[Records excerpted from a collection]

----

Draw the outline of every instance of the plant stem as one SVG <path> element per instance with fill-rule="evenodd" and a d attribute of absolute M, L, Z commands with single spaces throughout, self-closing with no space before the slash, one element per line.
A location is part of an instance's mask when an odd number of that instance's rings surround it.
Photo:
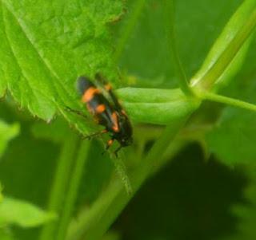
<path fill-rule="evenodd" d="M 65 199 L 66 187 L 69 180 L 72 160 L 77 149 L 78 136 L 71 134 L 66 136 L 58 159 L 58 165 L 55 178 L 50 194 L 48 210 L 55 212 L 58 216 L 62 207 L 62 201 Z M 43 226 L 39 239 L 50 240 L 54 238 L 54 232 L 58 222 L 53 222 Z"/>
<path fill-rule="evenodd" d="M 254 32 L 256 26 L 256 10 L 254 10 L 243 27 L 236 34 L 225 49 L 214 65 L 206 72 L 206 73 L 197 83 L 197 85 L 203 89 L 209 89 L 214 83 L 222 76 L 228 65 L 233 61 L 245 41 Z"/>
<path fill-rule="evenodd" d="M 114 54 L 114 61 L 116 64 L 118 64 L 121 57 L 121 55 L 124 50 L 126 43 L 129 39 L 129 37 L 130 36 L 130 33 L 132 33 L 136 25 L 138 18 L 139 18 L 142 13 L 142 10 L 145 5 L 145 2 L 146 0 L 137 0 L 134 5 L 134 7 L 133 7 L 134 11 L 130 13 L 130 17 L 127 19 L 127 23 L 124 26 L 123 29 L 125 30 L 122 32 L 122 35 L 117 44 L 115 53 Z"/>
<path fill-rule="evenodd" d="M 211 92 L 203 92 L 200 93 L 202 99 L 208 100 L 214 102 L 226 104 L 227 105 L 234 106 L 236 108 L 247 109 L 250 111 L 256 112 L 256 105 L 250 104 L 240 100 L 230 98 L 225 96 L 221 96 Z"/>
<path fill-rule="evenodd" d="M 82 236 L 87 240 L 102 238 L 145 180 L 159 167 L 166 144 L 170 143 L 186 120 L 187 117 L 184 117 L 166 127 L 146 159 L 131 173 L 133 193 L 127 195 L 120 182 L 113 182 L 91 208 L 79 216 L 78 222 L 70 226 L 67 240 L 78 240 Z"/>
<path fill-rule="evenodd" d="M 193 96 L 193 91 L 189 85 L 184 68 L 179 57 L 176 45 L 174 31 L 174 0 L 164 0 L 165 3 L 165 25 L 168 41 L 170 56 L 173 57 L 175 65 L 175 73 L 179 81 L 179 85 L 184 94 Z"/>
<path fill-rule="evenodd" d="M 58 230 L 56 238 L 57 240 L 65 239 L 67 227 L 70 222 L 74 205 L 77 199 L 78 191 L 82 176 L 84 166 L 86 159 L 88 159 L 87 155 L 90 145 L 90 142 L 88 140 L 81 142 L 76 163 L 70 179 L 70 187 L 67 191 L 66 201 L 64 203 L 63 213 L 59 222 Z"/>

----

### Written request
Count the lines in the records above that contain the string "instance", treating uppercase and lowercase as different. Reply with the number alone.

### Result below
2